---- DATASET ENTRIES

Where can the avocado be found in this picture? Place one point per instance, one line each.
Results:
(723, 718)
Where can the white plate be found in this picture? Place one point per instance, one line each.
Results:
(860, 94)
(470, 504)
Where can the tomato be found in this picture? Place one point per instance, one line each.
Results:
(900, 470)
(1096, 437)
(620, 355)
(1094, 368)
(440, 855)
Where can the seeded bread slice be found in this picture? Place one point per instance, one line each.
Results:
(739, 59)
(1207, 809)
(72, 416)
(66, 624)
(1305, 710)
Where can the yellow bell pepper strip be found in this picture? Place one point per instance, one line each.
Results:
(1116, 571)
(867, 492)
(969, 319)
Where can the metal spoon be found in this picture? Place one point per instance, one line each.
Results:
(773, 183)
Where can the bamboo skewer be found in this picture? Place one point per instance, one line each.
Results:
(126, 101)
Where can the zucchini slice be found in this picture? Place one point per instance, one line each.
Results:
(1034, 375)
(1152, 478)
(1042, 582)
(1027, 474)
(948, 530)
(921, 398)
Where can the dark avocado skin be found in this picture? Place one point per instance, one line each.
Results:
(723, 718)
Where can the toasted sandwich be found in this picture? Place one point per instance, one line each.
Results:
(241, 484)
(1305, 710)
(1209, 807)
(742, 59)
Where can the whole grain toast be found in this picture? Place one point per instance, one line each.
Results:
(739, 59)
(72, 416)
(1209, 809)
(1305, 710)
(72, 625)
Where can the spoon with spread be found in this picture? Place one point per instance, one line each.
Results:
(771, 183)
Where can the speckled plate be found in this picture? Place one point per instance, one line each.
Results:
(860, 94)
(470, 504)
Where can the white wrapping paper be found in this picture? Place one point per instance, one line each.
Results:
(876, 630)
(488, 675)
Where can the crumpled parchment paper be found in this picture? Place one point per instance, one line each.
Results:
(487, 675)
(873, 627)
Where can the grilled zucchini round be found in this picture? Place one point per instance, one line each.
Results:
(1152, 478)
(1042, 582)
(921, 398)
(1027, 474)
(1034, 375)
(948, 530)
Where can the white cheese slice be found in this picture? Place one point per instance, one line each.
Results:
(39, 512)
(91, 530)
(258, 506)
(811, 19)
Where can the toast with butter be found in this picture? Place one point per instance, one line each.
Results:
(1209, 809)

--------

### PROBLEM DESCRIPTION
Line by line, retype the records with no changes.

### ANSWER BOX
Where can the avocado be found in this picture? Place one point per instance, one line each.
Results:
(723, 718)
Where can the white plate be found in this picture? Place one point per instance, one line each.
Results:
(860, 94)
(470, 504)
Where can the tomato be found in this picture? Place one point per instance, one line each.
Results:
(900, 470)
(1096, 437)
(620, 355)
(1094, 368)
(440, 855)
Where can the seeded bread slice be found in this picture? Place one point per instance, one line each.
Results:
(739, 59)
(1207, 809)
(72, 416)
(66, 624)
(1305, 710)
Where can the yellow bell pepper strip be found in this picture? Place one point per instance, one line each.
Results:
(1116, 571)
(867, 492)
(969, 319)
Where can the metal spoon be found in this picture? Place one point per instance, one line each.
Results:
(773, 183)
Where can the bamboo skewer be found in this picture? Place one point per instance, one line each.
Results:
(126, 101)
Where can the zucchini slice be found in this picture? Place one point per instance, one line each.
Results:
(1034, 375)
(1152, 478)
(1042, 582)
(1027, 474)
(948, 530)
(921, 398)
Where can the dark avocado skin be found in this picture? Place one point per instance, one line each.
Results:
(723, 718)
Where can the toasted sandwich be found in this picture? Place one point per instance, one line each.
Results:
(241, 484)
(1305, 710)
(1209, 807)
(742, 59)
Where can the whole grain toast be found in this picture? Place one point per instance, one line each.
Results:
(739, 59)
(72, 416)
(1209, 809)
(1305, 710)
(72, 625)
Where can the spoon with spread be found in this picture? Place one point per instance, one line each.
Results:
(771, 183)
Where can the speckled plate be found in this picture? Place one point per instance, one line each.
Results:
(860, 94)
(470, 504)
Where can the white wrapping paper be found in this picture? Place one point per instance, one line each.
Results:
(876, 630)
(488, 675)
Where can the crumpled parchment paper be found in this picture? Place one point per instance, one line each.
Results:
(487, 675)
(873, 627)
Where can the grilled zucchini round be found in this picture? Place one point per instance, one line each.
Results:
(1152, 478)
(1042, 582)
(921, 398)
(1027, 474)
(1034, 375)
(948, 530)
Where can the white cheese slice be found in this picture? Place one point per instance, one line each.
Results:
(39, 512)
(91, 530)
(258, 506)
(811, 19)
Where can the toast with butter be found in this picture? Place one point per instance, one line each.
Results:
(1209, 809)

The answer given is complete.